Rewrite the items below as one numbered list, one line per entry and no blank lines.

--- Begin Dataset rows ---

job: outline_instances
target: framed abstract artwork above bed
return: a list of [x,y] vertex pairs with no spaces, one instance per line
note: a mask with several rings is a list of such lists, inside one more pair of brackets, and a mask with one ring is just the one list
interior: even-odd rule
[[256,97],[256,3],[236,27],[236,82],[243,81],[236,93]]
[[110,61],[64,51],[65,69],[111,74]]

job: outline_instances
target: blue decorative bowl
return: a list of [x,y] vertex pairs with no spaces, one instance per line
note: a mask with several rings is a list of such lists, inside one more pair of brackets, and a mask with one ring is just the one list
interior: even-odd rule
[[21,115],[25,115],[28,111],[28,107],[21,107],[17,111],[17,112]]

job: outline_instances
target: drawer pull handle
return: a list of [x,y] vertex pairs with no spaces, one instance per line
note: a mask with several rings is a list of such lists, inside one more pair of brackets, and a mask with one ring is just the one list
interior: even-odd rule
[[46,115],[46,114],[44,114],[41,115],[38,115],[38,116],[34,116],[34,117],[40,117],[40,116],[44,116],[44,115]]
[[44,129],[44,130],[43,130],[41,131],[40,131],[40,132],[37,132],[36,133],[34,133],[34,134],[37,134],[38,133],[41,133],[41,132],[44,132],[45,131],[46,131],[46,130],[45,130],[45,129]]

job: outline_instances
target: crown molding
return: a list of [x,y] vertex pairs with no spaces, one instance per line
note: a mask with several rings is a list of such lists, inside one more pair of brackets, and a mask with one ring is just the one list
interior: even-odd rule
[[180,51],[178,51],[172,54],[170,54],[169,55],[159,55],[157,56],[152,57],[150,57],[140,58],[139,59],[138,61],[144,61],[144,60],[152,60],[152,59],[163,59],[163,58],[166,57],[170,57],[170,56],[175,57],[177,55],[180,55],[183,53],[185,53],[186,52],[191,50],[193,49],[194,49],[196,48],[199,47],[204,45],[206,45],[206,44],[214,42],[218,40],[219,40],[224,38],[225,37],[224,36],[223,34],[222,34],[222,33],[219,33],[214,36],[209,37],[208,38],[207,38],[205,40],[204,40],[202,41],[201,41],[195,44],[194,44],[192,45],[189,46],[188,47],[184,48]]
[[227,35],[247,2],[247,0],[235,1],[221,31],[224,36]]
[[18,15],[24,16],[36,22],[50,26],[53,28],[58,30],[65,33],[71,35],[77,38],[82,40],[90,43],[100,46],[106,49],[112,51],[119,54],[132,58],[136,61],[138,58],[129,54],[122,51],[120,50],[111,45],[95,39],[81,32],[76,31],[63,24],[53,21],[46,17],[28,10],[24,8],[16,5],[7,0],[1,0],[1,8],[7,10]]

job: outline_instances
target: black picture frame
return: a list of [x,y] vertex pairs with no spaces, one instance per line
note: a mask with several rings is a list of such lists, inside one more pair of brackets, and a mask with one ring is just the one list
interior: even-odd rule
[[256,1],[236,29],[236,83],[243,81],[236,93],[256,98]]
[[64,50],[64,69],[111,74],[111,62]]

--- End Dataset rows ---

> _Task result_:
1. job: outline_instances
2. target: framed abstract artwork above bed
3. return: a list of [x,y] vertex pairs with no spaces, one instance per line
4. note: a mask with several rings is a list of such lists, inside one more pair of brackets, and a mask with one ring is just the one list
5. interior: even-odd rule
6. [[256,97],[256,3],[236,27],[236,82],[243,81],[236,93]]
7. [[110,61],[64,51],[65,69],[111,74]]
8. job: outline_instances
9. target: blue decorative bowl
10. return: a list of [x,y] vertex pairs with no spaces, one instance per line
11. note: a mask with several rings is a list of such lists, inside one more pair of brackets, and a mask with one ring is just the one list
12. interior: even-odd rule
13. [[21,115],[25,115],[28,111],[28,107],[21,107],[17,111],[17,112]]
14. job: outline_instances
15. target: drawer pull handle
16. return: a list of [x,y] vertex pairs with no spaces, one instance per line
17. note: a mask with several rings is a list of such lists, inside one more pair of brackets, and a mask with one ring is just the one list
18. interior: even-odd rule
19. [[46,115],[46,114],[44,114],[41,115],[38,115],[38,116],[34,116],[34,117],[40,117],[40,116],[44,116],[44,115]]
20. [[44,129],[44,130],[43,130],[41,131],[40,131],[40,132],[37,132],[36,133],[34,133],[34,134],[37,134],[38,133],[41,133],[41,132],[44,132],[45,131],[46,131],[46,130],[45,130],[45,129]]
21. job: outline_instances
22. target: crown molding
23. return: a list of [x,y] vertex pairs with no spaces, one instance per line
24. note: a mask with several rings is a list of such lists, inside one more pair of brackets, and a mask with one ring is just the one list
25. interior: even-odd rule
26. [[180,51],[178,51],[172,54],[170,54],[169,55],[159,55],[157,56],[152,57],[150,57],[140,58],[139,59],[138,61],[144,61],[144,60],[152,60],[152,59],[163,59],[163,58],[166,57],[170,57],[170,56],[175,57],[177,55],[180,55],[183,53],[185,53],[186,52],[191,50],[193,49],[194,49],[196,48],[199,47],[204,45],[206,45],[206,44],[214,42],[218,40],[219,40],[224,38],[225,37],[224,36],[223,34],[222,34],[222,33],[219,33],[214,36],[209,37],[208,38],[207,38],[205,40],[204,40],[202,41],[201,41],[195,44],[194,44],[192,45],[189,46],[188,47],[184,48]]
27. [[227,35],[247,2],[247,0],[235,1],[221,31],[224,36]]
28. [[18,15],[24,16],[36,22],[50,26],[53,28],[58,30],[65,33],[71,35],[77,38],[82,40],[90,43],[100,46],[106,49],[112,51],[119,54],[132,58],[136,61],[138,58],[129,54],[122,51],[120,50],[111,45],[95,39],[81,32],[76,31],[63,24],[53,21],[46,17],[28,10],[24,8],[16,5],[7,0],[1,0],[1,8],[7,10]]
29. job: outline_instances
30. target: black picture frame
31. return: a list of [x,y] vertex pairs with no spaces, one instance per line
32. note: a mask with several rings is a list of such lists, inside one more pair of brackets, and a mask with one ring is just the one list
33. interior: even-odd rule
34. [[256,1],[236,29],[236,83],[243,81],[236,93],[256,98]]
35. [[64,50],[64,69],[111,74],[111,62]]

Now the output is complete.